### DOCUMENT

....

Re: [PATCH] cvsimport: rewrite to use cvsps 3.x to fix major bugs

2013-01-13 Thread Junio C Hamano
Jonathan Nieder  writes:

> Michael Haggerty wrote:
>
>> Regarding your claim that "within a few months the Perl git-cvsimport is
>> going to cease even pretending to work": It might be that the old
>> git-cvsimport will stop working *for people who upgrade to cvsps 3.x*.
>> But it is not realistic to expect people to synchronize their git and
>> cvsps version upgrades.  It is even quite possible that this or that
>> Linux distribution will package incompatible versions of the two packages.
>
> Moreover, I feel an obligation to point the following out:
>
> In a hypothetical world where cvsps 3.x simply breaks "git cvsimport"
> it is likely that some distributions would just stick to the existing
> cvsps and not upgrade to 3.x.  Maybe that's a wrong choice, but that's
> a choice some would make.  An even more likely outcome in that
> hypothetical world is that they would ship it renamed to something
> like "cvsps3" alongside the existing cvsps.  Or they could rename the
> old version to "cvsps2".  If we were the last holdout, we could even
> bundle it as compat/cvsps.
>
> So please do not act as though the cvsps upgrade is a crisis that we
> need to break ourselves for at threat of no longer working at all.
> The threat doesn't hold water.
>
> Luckily you have already written patches to make "git cvsimport" work
> with cvsps 3.x, and through your work you are making a better
> argument: "The new cvsimport + cvsps will work better, at least for
> some users, than the old tool."

....

### MATERIAL SHOWN
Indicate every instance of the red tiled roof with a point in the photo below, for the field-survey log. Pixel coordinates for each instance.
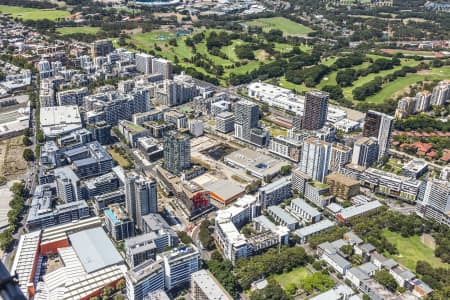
(422, 147)
(446, 156)
(432, 154)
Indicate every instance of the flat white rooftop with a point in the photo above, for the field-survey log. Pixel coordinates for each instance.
(59, 120)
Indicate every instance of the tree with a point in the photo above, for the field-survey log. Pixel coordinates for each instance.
(271, 292)
(347, 249)
(291, 288)
(28, 155)
(205, 236)
(386, 279)
(319, 281)
(120, 284)
(27, 132)
(223, 271)
(107, 292)
(285, 170)
(40, 137)
(26, 141)
(184, 237)
(6, 239)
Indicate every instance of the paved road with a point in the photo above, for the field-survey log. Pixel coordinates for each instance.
(403, 154)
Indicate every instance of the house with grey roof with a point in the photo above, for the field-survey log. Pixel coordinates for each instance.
(305, 232)
(403, 276)
(352, 238)
(331, 255)
(365, 250)
(305, 211)
(282, 217)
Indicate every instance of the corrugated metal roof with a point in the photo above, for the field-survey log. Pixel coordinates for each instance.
(94, 249)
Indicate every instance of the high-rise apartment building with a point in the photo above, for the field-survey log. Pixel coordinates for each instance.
(379, 125)
(101, 48)
(141, 197)
(316, 109)
(440, 93)
(436, 201)
(246, 118)
(405, 107)
(315, 158)
(225, 122)
(365, 152)
(177, 152)
(67, 185)
(179, 264)
(162, 66)
(340, 156)
(423, 100)
(144, 63)
(72, 97)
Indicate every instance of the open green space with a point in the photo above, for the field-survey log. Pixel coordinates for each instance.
(411, 52)
(330, 79)
(292, 277)
(411, 250)
(363, 80)
(121, 160)
(280, 23)
(72, 30)
(27, 13)
(400, 85)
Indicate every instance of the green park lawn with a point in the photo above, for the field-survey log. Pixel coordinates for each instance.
(72, 30)
(27, 13)
(411, 250)
(363, 80)
(280, 23)
(399, 86)
(294, 276)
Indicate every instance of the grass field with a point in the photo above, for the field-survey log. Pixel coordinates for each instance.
(294, 276)
(122, 161)
(401, 84)
(363, 80)
(411, 52)
(412, 250)
(72, 30)
(33, 13)
(280, 23)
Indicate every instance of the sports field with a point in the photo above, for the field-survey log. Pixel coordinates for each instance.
(294, 276)
(402, 84)
(72, 30)
(27, 13)
(280, 23)
(411, 250)
(363, 80)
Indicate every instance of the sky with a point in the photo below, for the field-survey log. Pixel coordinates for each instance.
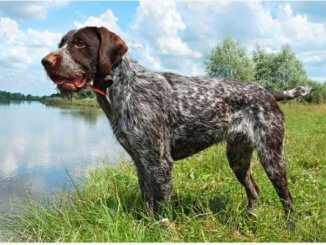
(163, 35)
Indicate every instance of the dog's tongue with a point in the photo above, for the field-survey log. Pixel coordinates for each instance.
(79, 82)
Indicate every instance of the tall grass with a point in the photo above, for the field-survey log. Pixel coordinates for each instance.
(208, 202)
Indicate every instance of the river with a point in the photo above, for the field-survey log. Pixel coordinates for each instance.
(41, 146)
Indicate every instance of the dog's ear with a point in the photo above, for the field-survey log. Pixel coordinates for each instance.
(66, 37)
(111, 50)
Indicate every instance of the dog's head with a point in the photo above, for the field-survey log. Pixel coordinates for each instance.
(82, 55)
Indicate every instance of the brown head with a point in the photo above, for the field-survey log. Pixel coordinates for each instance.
(84, 55)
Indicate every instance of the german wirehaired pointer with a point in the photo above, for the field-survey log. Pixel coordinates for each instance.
(161, 117)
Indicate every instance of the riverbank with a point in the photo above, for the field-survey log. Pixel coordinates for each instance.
(208, 203)
(59, 101)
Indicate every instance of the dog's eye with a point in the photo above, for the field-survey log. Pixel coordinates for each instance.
(79, 44)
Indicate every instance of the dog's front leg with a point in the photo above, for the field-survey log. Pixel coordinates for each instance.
(155, 180)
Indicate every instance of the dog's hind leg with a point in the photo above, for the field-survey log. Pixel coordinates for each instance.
(239, 153)
(270, 152)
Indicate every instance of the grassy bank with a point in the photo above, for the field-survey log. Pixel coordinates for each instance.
(59, 101)
(208, 204)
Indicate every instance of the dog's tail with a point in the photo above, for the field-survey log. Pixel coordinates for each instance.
(291, 94)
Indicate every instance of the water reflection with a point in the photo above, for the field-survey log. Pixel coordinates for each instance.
(38, 143)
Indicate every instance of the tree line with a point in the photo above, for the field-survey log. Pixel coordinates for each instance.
(17, 96)
(278, 71)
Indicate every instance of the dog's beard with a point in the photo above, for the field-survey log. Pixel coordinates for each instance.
(65, 94)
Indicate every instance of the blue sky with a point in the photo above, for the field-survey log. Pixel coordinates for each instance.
(164, 35)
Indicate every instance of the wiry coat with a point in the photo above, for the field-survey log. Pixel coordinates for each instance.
(162, 117)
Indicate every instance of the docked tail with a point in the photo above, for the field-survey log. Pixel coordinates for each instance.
(291, 94)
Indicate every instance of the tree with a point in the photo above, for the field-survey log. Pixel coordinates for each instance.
(230, 59)
(278, 71)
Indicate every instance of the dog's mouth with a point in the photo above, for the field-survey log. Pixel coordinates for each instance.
(70, 84)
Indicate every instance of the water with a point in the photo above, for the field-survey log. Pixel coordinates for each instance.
(39, 144)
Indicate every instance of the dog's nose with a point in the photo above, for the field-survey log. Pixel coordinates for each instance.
(50, 60)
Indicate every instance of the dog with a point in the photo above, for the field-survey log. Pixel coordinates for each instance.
(161, 117)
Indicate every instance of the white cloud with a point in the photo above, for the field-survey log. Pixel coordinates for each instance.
(158, 30)
(33, 10)
(107, 19)
(9, 28)
(20, 57)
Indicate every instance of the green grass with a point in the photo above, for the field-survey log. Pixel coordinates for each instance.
(58, 101)
(208, 202)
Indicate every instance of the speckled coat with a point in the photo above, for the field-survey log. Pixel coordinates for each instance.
(162, 117)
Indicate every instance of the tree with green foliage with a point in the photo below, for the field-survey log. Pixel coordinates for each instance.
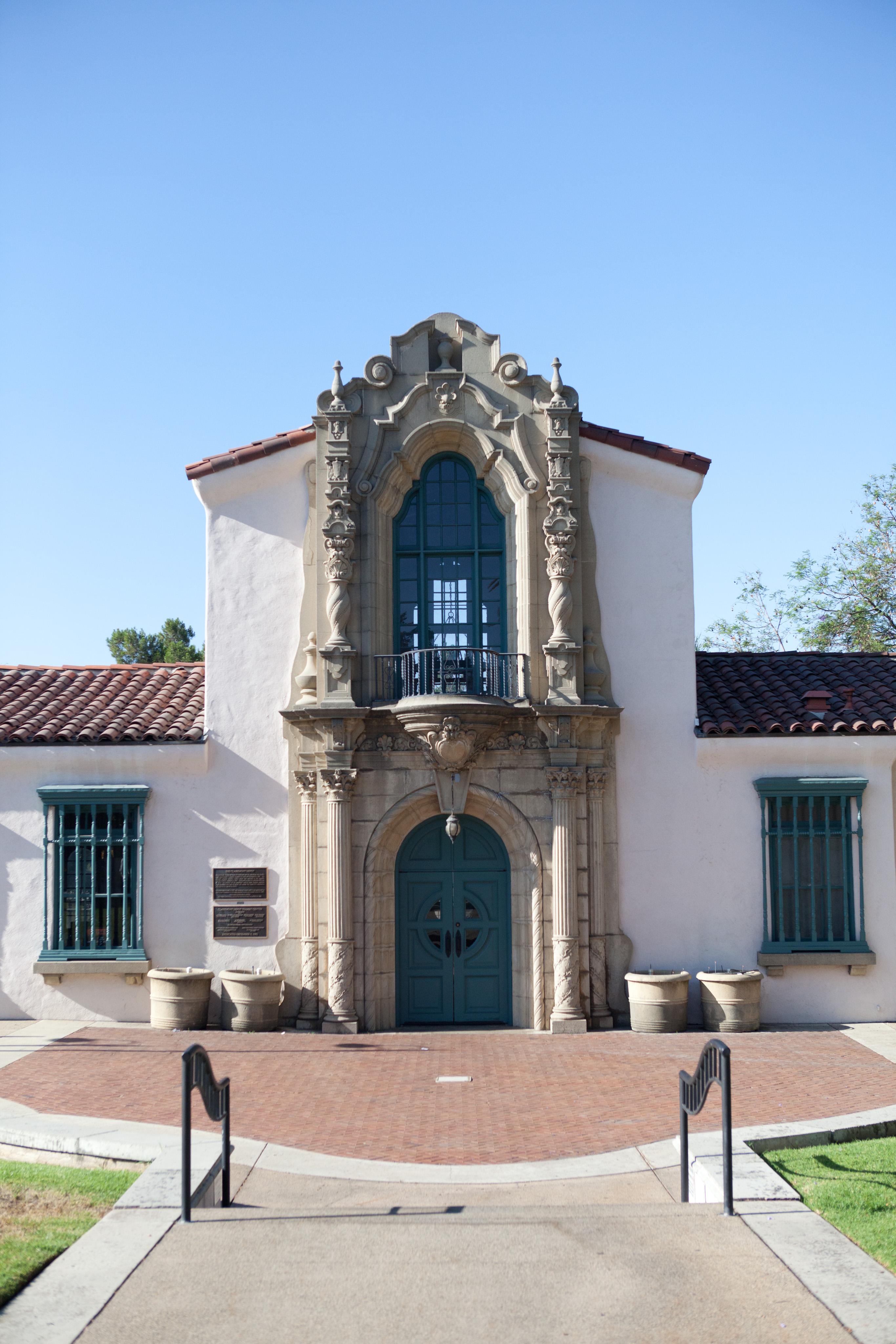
(844, 604)
(760, 625)
(170, 646)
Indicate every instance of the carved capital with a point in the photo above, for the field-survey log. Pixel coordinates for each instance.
(307, 783)
(565, 780)
(339, 786)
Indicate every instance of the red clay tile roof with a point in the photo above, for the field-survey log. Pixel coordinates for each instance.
(631, 443)
(137, 702)
(637, 444)
(761, 694)
(252, 452)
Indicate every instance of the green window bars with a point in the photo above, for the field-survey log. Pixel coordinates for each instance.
(93, 841)
(449, 564)
(812, 865)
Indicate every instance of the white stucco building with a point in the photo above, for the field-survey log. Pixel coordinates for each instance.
(452, 757)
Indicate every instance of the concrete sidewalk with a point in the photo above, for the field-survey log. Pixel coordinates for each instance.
(609, 1258)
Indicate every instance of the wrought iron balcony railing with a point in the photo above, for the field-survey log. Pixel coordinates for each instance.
(449, 671)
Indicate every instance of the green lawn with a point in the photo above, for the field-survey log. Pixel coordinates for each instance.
(44, 1210)
(854, 1186)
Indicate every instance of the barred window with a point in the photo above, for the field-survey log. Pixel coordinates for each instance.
(93, 872)
(813, 879)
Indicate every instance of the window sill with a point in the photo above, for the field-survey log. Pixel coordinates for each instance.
(53, 972)
(776, 963)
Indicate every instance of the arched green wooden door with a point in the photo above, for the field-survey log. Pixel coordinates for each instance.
(453, 927)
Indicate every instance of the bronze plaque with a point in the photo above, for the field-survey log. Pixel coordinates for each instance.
(240, 921)
(240, 884)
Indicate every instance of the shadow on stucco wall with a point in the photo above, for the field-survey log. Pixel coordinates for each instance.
(18, 886)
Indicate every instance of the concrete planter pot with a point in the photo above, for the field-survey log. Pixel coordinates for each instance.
(250, 1002)
(730, 999)
(179, 998)
(659, 1000)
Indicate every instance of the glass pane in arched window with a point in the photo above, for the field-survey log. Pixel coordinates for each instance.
(407, 527)
(449, 506)
(491, 523)
(449, 595)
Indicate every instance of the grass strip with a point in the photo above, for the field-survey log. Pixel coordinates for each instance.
(854, 1186)
(44, 1210)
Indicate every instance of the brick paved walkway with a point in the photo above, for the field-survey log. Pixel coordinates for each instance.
(532, 1096)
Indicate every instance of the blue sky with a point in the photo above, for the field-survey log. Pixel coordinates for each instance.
(206, 202)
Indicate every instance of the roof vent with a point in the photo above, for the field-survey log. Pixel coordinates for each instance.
(816, 704)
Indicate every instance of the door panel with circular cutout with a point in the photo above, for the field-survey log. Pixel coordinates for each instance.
(453, 927)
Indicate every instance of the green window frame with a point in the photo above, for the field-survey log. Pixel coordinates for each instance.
(448, 536)
(812, 865)
(93, 872)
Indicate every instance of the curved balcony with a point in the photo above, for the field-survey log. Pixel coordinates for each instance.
(450, 671)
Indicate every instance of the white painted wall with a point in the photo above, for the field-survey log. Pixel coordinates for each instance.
(213, 804)
(690, 849)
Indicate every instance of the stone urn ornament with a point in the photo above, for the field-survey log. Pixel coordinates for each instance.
(659, 1000)
(250, 999)
(730, 999)
(179, 998)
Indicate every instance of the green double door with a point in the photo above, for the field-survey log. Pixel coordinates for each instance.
(453, 927)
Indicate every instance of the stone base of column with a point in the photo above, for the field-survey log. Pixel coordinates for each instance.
(567, 1017)
(567, 1026)
(601, 1015)
(308, 1017)
(339, 1026)
(340, 1018)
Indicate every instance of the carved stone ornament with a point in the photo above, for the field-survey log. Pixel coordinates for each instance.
(563, 780)
(339, 526)
(452, 746)
(444, 398)
(379, 371)
(339, 786)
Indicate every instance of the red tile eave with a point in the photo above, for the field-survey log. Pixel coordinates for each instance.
(637, 444)
(250, 453)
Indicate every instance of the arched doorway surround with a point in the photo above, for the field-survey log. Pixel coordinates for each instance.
(453, 927)
(527, 929)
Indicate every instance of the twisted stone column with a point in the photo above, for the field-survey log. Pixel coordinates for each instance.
(340, 917)
(567, 1015)
(601, 1015)
(307, 784)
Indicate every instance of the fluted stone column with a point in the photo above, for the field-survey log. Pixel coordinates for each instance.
(340, 916)
(601, 1015)
(307, 784)
(567, 1015)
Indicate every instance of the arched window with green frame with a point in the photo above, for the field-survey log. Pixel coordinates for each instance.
(449, 562)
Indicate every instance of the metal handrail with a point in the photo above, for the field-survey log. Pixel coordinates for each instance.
(449, 671)
(714, 1066)
(197, 1072)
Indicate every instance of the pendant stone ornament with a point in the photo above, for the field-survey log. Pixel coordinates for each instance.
(339, 546)
(450, 748)
(561, 652)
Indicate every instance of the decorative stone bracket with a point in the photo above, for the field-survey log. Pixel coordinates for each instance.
(54, 972)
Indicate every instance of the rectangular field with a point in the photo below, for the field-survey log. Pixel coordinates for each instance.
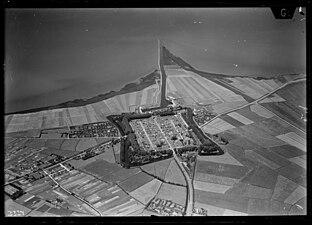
(220, 169)
(135, 181)
(173, 193)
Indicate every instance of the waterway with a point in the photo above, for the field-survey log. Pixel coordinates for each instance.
(54, 55)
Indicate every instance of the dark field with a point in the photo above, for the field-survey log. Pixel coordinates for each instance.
(135, 181)
(288, 112)
(287, 151)
(54, 143)
(219, 169)
(232, 121)
(157, 169)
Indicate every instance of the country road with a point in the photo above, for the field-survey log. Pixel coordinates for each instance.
(49, 167)
(256, 101)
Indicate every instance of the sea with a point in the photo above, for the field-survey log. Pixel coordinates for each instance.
(54, 55)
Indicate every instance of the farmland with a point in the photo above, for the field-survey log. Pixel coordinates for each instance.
(66, 168)
(263, 170)
(92, 113)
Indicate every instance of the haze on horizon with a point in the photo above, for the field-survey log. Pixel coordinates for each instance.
(56, 55)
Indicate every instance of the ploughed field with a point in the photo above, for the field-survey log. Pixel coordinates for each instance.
(263, 170)
(90, 113)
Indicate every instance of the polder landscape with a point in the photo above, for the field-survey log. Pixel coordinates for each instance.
(181, 142)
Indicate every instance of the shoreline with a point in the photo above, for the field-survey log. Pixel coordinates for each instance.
(141, 83)
(136, 85)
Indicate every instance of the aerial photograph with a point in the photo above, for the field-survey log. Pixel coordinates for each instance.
(140, 112)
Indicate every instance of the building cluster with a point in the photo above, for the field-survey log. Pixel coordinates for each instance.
(31, 167)
(13, 191)
(161, 132)
(175, 131)
(200, 211)
(93, 151)
(165, 207)
(202, 115)
(102, 129)
(155, 136)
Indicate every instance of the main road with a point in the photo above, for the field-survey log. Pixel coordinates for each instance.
(259, 99)
(164, 103)
(54, 165)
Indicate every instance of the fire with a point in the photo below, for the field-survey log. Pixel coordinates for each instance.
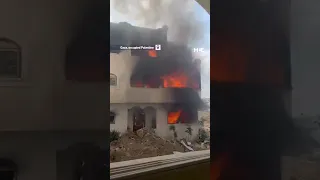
(152, 53)
(173, 117)
(175, 80)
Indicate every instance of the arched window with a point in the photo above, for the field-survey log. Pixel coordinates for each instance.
(10, 59)
(113, 80)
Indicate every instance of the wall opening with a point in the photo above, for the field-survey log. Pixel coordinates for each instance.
(8, 169)
(10, 59)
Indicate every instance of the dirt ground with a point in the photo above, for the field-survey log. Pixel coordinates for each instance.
(135, 146)
(300, 168)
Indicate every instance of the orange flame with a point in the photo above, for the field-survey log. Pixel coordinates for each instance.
(152, 53)
(176, 80)
(173, 117)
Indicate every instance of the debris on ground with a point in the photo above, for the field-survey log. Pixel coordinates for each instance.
(300, 168)
(186, 145)
(142, 144)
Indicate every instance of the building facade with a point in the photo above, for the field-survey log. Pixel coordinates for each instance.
(130, 102)
(46, 118)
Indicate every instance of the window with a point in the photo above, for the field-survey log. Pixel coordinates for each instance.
(8, 169)
(112, 117)
(10, 59)
(113, 80)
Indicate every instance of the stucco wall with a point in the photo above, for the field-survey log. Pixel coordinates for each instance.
(305, 64)
(35, 153)
(122, 65)
(43, 99)
(163, 128)
(305, 55)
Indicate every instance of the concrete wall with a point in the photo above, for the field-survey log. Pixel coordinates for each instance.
(122, 121)
(35, 153)
(305, 55)
(122, 65)
(44, 99)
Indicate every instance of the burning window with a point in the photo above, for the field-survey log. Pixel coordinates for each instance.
(112, 117)
(113, 80)
(182, 115)
(10, 59)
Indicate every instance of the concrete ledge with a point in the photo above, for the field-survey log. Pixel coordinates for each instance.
(157, 164)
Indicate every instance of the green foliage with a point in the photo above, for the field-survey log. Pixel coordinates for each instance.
(114, 135)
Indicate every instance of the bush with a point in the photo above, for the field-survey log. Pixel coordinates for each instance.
(114, 135)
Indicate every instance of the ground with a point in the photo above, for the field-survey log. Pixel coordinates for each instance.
(145, 144)
(300, 168)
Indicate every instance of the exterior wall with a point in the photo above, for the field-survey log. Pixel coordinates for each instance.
(305, 57)
(305, 64)
(35, 153)
(122, 65)
(44, 100)
(122, 121)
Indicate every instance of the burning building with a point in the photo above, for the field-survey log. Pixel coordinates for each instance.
(152, 89)
(53, 103)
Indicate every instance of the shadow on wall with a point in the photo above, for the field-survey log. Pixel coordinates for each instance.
(87, 54)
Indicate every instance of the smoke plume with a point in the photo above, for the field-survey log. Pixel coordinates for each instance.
(178, 15)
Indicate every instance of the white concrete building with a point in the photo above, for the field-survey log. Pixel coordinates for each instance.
(124, 99)
(44, 115)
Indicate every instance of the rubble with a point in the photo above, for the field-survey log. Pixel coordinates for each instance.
(143, 144)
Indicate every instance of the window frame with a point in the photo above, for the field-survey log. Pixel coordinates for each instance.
(115, 77)
(8, 45)
(112, 114)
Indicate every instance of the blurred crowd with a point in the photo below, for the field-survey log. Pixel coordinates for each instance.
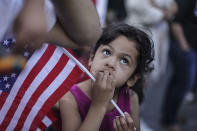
(172, 25)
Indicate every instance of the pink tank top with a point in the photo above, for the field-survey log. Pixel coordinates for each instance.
(84, 103)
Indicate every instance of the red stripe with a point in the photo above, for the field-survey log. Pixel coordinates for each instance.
(42, 126)
(3, 97)
(64, 87)
(51, 116)
(35, 70)
(42, 87)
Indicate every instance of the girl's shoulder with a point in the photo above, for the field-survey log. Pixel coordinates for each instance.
(134, 100)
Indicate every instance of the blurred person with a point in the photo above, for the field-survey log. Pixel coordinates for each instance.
(116, 12)
(89, 102)
(183, 57)
(153, 15)
(33, 26)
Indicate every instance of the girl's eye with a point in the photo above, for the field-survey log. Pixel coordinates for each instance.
(124, 61)
(106, 52)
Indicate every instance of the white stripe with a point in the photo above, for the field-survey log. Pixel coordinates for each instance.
(47, 93)
(101, 6)
(47, 121)
(34, 85)
(30, 64)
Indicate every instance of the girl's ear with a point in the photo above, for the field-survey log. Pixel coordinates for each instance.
(90, 60)
(131, 81)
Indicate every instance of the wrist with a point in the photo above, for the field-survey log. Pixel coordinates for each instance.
(99, 107)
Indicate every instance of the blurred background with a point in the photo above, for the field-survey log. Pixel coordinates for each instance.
(170, 91)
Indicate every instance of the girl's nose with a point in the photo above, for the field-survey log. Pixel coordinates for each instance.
(111, 63)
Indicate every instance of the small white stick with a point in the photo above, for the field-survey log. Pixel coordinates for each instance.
(92, 77)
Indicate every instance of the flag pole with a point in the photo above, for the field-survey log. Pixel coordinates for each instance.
(92, 77)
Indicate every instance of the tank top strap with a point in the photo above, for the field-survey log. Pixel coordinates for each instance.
(82, 100)
(124, 100)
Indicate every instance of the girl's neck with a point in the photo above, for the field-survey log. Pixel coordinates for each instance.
(87, 84)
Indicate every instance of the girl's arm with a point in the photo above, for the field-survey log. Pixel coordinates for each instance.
(135, 109)
(131, 121)
(71, 119)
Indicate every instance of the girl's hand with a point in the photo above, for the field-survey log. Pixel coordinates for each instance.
(124, 124)
(103, 88)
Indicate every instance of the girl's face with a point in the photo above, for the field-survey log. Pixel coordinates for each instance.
(119, 57)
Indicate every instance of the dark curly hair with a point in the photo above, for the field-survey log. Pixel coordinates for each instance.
(144, 46)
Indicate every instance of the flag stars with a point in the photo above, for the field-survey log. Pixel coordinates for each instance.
(13, 75)
(6, 42)
(5, 78)
(7, 86)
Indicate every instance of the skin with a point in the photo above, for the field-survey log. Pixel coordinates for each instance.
(112, 65)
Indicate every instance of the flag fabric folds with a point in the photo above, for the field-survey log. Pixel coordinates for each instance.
(47, 76)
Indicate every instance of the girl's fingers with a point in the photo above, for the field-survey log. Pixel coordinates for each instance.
(105, 78)
(118, 123)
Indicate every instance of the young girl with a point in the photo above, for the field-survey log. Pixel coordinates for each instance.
(119, 61)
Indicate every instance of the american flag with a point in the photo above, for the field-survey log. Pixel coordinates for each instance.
(26, 98)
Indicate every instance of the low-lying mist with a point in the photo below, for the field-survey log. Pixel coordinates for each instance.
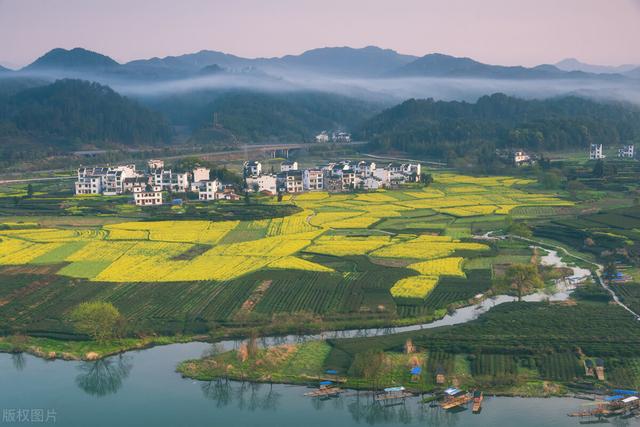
(386, 90)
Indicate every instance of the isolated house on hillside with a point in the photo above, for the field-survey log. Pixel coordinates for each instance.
(150, 195)
(287, 166)
(627, 151)
(595, 152)
(252, 168)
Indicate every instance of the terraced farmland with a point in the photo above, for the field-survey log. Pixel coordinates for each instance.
(398, 253)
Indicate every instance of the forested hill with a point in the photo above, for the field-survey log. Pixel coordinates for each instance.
(445, 129)
(73, 113)
(253, 116)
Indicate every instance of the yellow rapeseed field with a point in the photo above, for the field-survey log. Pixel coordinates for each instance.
(426, 247)
(439, 267)
(414, 287)
(158, 251)
(295, 263)
(346, 245)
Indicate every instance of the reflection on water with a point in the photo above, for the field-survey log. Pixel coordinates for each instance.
(360, 406)
(104, 377)
(246, 396)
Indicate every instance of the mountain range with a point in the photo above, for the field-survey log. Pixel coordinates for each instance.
(350, 62)
(572, 64)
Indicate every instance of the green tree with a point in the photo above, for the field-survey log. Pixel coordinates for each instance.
(426, 179)
(523, 278)
(598, 169)
(518, 228)
(610, 271)
(100, 320)
(550, 180)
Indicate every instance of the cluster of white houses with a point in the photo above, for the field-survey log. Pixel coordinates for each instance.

....

### REQUESTS
1. From the cvsimport thread, reproduce verbatim the passage starting at "2013-01-13 Thread Junio" and ending at "the two packages.".
2. Name every person the cvsimport thread identifies by name.

### RESULTS OF THE TASKS
1.
2013-01-13 Thread Junio C Hamano
Jonathan Nieder  writes:

> Michael Haggerty wrote:
>
>> Regarding your claim that "within a few months the Perl git-cvsimport is
>> going to cease even pretending to work": It might be that the old
>> git-cvsimport will stop working *for people who upgrade to cvsps 3.x*.
>> But it is not realistic to expect people to synchronize their git and
>> cvsps version upgrades.  It is even quite possible that this or that
>> Linux distribution will package incompatible versions of the two packages.

2.
Junio C Hamano
Jonathan Nieder
Michael Haggerty